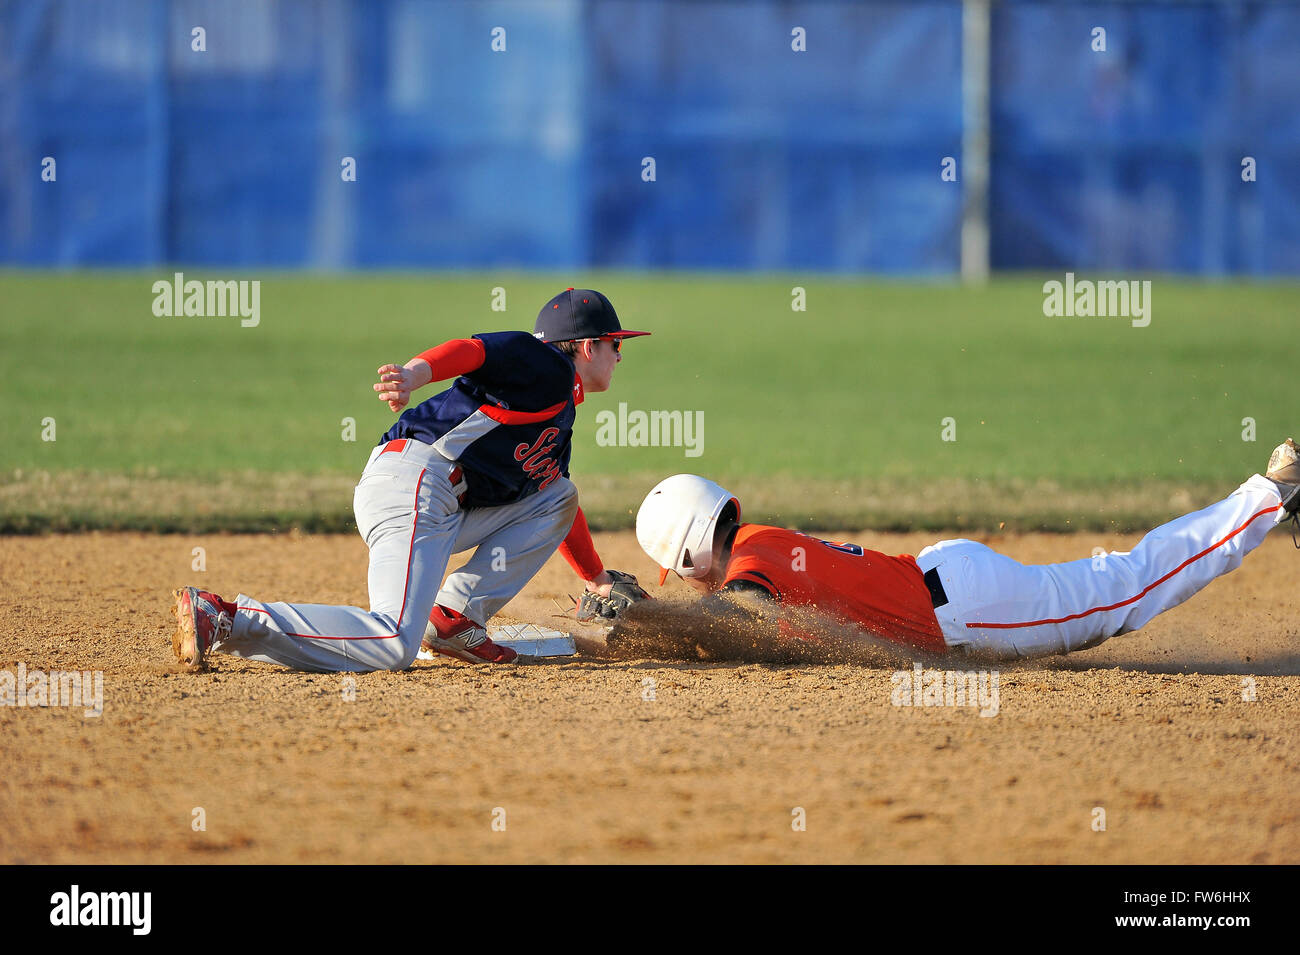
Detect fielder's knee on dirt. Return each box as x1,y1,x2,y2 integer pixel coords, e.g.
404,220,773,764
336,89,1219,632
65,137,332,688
329,616,428,672
385,635,424,671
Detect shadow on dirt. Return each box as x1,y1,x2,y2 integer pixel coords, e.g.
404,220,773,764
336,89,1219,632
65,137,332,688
580,596,946,668
1040,654,1300,676
561,597,1300,676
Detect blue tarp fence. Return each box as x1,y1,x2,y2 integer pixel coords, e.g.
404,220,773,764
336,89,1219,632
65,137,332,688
0,0,1296,273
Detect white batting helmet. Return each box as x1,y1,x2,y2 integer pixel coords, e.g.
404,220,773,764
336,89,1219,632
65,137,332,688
635,474,741,585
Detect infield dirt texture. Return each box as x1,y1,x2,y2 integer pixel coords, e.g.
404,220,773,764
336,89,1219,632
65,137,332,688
4,273,1297,863
2,529,1296,864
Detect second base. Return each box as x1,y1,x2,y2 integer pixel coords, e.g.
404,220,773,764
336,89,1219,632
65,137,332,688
416,623,577,661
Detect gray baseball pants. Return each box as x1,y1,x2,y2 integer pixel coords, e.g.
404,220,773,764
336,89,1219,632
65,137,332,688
918,474,1288,659
214,439,578,671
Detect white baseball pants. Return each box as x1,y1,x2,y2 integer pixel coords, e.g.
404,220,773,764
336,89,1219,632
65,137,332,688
214,439,578,672
916,474,1290,660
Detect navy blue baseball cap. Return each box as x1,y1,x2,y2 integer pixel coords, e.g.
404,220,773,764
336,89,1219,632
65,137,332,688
533,288,650,343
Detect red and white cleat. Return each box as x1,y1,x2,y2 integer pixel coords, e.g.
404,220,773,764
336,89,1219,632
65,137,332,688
171,586,232,669
421,605,517,664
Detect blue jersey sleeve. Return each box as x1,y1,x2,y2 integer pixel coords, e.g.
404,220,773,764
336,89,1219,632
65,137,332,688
469,331,575,411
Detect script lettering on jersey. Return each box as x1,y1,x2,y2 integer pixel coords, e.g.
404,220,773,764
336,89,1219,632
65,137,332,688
514,427,563,489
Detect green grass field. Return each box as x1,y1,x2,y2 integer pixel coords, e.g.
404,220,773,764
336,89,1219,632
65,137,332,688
1,271,1294,532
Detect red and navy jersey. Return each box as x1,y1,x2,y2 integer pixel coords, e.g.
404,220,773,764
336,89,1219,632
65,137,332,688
380,331,580,507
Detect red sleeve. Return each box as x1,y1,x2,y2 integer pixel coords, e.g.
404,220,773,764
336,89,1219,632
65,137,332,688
411,338,486,381
558,507,605,581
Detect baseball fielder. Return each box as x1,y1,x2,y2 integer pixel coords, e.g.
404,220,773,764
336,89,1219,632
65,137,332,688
628,440,1300,660
171,289,650,671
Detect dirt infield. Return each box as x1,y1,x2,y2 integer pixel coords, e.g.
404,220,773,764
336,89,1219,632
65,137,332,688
2,530,1297,864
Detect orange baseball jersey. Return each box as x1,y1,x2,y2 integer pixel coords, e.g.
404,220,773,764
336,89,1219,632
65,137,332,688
723,524,947,653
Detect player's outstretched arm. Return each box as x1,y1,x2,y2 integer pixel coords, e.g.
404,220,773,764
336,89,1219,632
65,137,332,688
559,508,610,589
373,362,431,413
373,338,488,413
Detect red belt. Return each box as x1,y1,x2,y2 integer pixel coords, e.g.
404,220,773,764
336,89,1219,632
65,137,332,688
380,439,466,503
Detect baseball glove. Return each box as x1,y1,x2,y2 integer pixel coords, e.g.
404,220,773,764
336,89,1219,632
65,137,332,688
576,570,650,622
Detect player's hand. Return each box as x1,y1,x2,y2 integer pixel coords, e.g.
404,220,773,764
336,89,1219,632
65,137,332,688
374,363,416,413
585,570,615,599
576,570,651,622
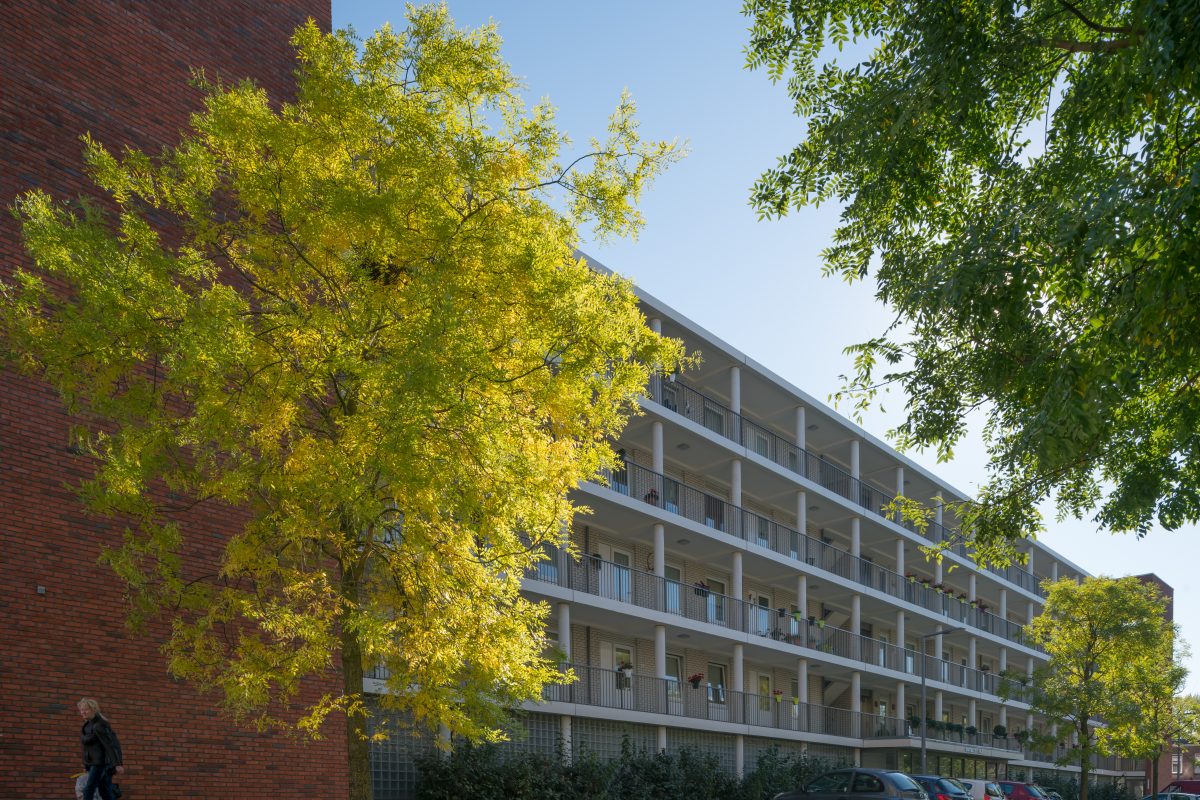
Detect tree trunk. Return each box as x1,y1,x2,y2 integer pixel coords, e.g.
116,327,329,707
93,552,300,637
342,625,373,800
1079,742,1089,800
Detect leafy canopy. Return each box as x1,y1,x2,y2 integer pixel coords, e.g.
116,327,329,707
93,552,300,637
1004,576,1176,800
1,5,684,751
744,0,1200,563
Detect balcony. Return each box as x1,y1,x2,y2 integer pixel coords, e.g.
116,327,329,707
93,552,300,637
541,663,1021,751
594,459,1037,651
647,376,1046,599
528,552,1028,700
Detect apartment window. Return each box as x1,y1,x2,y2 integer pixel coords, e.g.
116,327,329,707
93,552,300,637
661,382,679,413
706,578,726,624
703,399,725,436
664,565,682,615
665,654,683,698
707,662,727,703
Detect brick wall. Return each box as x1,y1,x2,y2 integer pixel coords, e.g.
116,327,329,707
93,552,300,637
0,2,345,798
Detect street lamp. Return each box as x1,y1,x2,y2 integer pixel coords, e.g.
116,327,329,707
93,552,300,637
918,626,966,774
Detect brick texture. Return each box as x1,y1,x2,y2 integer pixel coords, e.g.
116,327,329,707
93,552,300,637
0,3,348,798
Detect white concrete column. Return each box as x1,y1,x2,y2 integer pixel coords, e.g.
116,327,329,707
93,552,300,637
968,637,977,678
733,644,744,693
653,523,665,577
735,735,745,779
935,558,943,585
796,406,807,451
896,538,905,576
798,574,809,621
655,624,667,679
730,366,741,415
896,682,906,718
933,632,944,665
1026,712,1035,734
798,658,809,703
652,420,664,474
561,716,573,765
935,500,944,527
850,517,861,558
1027,656,1035,679
851,594,862,637
1000,589,1008,620
895,466,905,523
999,706,1008,729
934,689,944,721
896,610,906,652
850,438,861,480
1052,561,1059,581
968,574,977,602
557,603,572,661
731,458,742,506
999,646,1008,674
732,552,743,608
969,698,977,729
1027,601,1035,625
439,724,451,750
657,725,667,753
797,490,808,537
851,671,862,737
1027,545,1035,578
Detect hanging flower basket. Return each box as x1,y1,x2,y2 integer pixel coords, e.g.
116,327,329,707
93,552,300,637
687,672,703,688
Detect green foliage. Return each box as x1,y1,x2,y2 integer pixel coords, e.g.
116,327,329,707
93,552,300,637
1,2,683,780
414,739,840,800
1002,576,1176,800
743,0,1200,564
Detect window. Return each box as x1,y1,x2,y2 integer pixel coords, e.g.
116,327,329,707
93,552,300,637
665,654,682,698
661,382,679,412
706,662,726,704
757,673,771,712
664,565,682,615
852,774,885,793
807,772,851,793
706,578,726,624
703,400,725,436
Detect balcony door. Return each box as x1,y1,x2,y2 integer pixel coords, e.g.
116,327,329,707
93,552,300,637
749,593,772,637
600,641,635,709
664,565,682,616
705,578,726,626
665,653,683,715
596,545,632,604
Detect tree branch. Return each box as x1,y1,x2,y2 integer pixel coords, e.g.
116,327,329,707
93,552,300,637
1055,0,1133,35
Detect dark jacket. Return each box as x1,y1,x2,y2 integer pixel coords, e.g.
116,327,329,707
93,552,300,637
81,715,122,768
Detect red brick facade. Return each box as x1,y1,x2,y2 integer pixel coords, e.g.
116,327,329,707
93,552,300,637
0,3,346,798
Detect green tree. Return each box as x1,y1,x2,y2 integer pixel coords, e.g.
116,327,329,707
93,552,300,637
742,0,1200,564
1003,576,1174,800
1107,676,1200,798
0,8,683,800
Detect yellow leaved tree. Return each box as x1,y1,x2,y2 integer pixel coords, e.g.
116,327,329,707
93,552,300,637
0,8,684,799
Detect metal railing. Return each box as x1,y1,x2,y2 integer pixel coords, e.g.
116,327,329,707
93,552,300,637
596,459,1037,650
528,551,1031,700
541,663,1022,747
648,375,1049,600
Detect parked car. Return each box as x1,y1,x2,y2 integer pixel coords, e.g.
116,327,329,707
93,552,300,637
1043,791,1063,800
954,778,1006,800
1164,786,1200,797
1142,793,1199,800
912,775,971,800
774,768,929,800
997,781,1050,800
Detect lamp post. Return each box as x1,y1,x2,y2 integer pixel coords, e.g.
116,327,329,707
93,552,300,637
919,626,965,774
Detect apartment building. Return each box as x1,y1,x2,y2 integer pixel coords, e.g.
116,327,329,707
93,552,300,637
369,269,1147,797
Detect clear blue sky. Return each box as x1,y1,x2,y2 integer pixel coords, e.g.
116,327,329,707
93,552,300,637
334,1,1200,693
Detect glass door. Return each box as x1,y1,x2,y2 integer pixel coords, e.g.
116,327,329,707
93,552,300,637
664,565,682,615
706,578,726,626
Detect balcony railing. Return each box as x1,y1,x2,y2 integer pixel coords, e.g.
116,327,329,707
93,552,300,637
648,375,1049,600
541,663,1021,749
528,551,1028,700
596,459,1037,650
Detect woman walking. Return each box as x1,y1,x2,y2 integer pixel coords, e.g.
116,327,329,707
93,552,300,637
77,698,123,800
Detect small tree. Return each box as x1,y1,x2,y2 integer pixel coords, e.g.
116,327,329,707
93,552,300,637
1003,577,1174,800
0,8,682,800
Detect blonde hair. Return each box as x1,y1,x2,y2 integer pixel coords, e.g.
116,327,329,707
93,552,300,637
77,698,103,718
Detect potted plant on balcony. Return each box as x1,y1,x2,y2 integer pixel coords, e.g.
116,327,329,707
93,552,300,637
772,688,784,703
965,725,978,738
993,724,1008,739
616,660,633,677
693,580,709,597
1014,729,1030,746
687,672,703,689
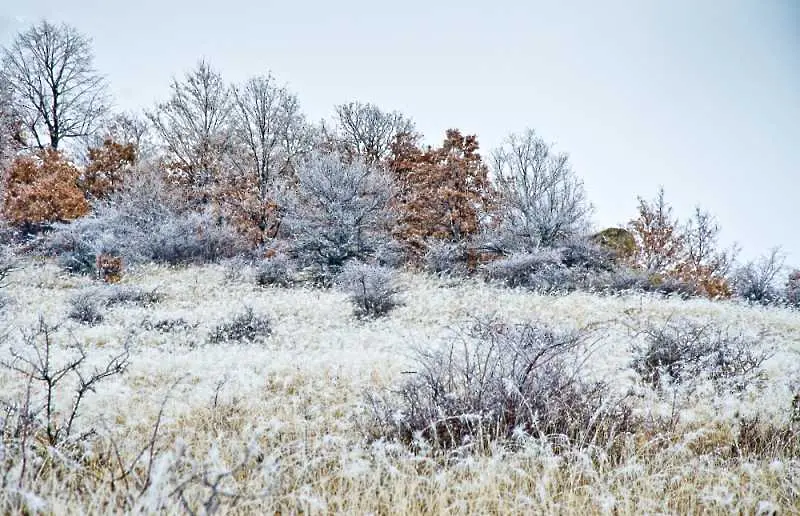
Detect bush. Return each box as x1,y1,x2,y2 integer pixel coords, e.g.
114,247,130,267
365,317,633,453
283,153,394,274
255,253,296,288
208,307,272,343
629,317,772,391
67,290,105,326
423,240,469,277
2,149,89,230
557,238,614,272
42,170,247,273
786,270,800,308
731,248,785,304
482,249,569,291
336,262,403,318
0,318,128,463
103,284,163,307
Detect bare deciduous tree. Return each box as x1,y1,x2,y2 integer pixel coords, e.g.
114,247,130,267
103,111,153,162
231,74,309,195
732,247,785,303
2,21,108,151
148,60,233,190
490,129,591,250
330,101,415,164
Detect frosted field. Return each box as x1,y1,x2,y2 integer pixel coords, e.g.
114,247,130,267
1,259,799,514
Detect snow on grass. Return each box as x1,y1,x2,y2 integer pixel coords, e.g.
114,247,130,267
0,259,798,514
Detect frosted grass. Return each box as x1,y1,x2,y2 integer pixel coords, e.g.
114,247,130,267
0,260,798,514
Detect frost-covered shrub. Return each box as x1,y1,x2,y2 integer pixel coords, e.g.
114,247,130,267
366,317,633,452
0,245,17,290
336,262,403,318
67,290,105,326
482,249,568,291
0,318,128,450
141,317,195,333
557,238,614,272
731,248,784,304
208,307,272,343
255,253,296,288
786,270,800,308
42,171,247,273
423,240,469,277
630,317,772,391
103,285,163,307
283,153,394,274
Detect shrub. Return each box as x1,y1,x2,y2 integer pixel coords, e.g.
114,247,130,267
80,138,136,198
208,307,272,343
67,290,105,325
336,262,403,318
283,152,394,274
103,284,163,307
481,249,568,291
255,253,296,288
2,149,89,230
731,248,785,304
141,317,194,333
365,317,633,453
423,240,469,277
557,238,614,272
42,170,247,273
389,130,493,257
629,317,772,391
786,270,800,307
95,253,122,283
0,317,129,447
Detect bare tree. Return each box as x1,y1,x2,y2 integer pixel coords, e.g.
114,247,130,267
732,247,785,303
330,101,415,164
1,20,108,151
148,60,233,190
230,74,310,201
627,188,684,275
103,111,153,161
490,129,591,250
683,207,736,277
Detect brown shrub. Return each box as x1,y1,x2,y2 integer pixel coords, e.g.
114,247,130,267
81,138,136,198
2,149,89,228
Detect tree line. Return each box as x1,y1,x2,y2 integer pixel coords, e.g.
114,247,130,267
0,20,797,304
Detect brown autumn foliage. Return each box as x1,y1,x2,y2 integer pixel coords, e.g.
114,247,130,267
389,129,493,258
2,149,89,228
81,138,136,198
96,253,123,283
213,173,283,245
628,188,731,298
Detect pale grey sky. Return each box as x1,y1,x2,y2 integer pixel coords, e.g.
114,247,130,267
2,1,798,266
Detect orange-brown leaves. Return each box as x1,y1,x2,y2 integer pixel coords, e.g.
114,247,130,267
81,138,136,198
2,149,89,227
389,129,492,257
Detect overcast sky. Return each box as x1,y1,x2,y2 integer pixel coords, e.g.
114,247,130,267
2,1,798,266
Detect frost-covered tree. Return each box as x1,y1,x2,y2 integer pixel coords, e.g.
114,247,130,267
628,188,684,275
490,129,591,250
328,102,415,165
223,74,312,241
148,61,233,191
2,21,108,151
731,247,785,303
283,153,394,272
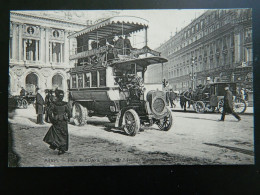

# # # # #

Work to be completed: With "apartment" as the string to look for, count the matching lines in the entries above and report only the number.

Task output: 2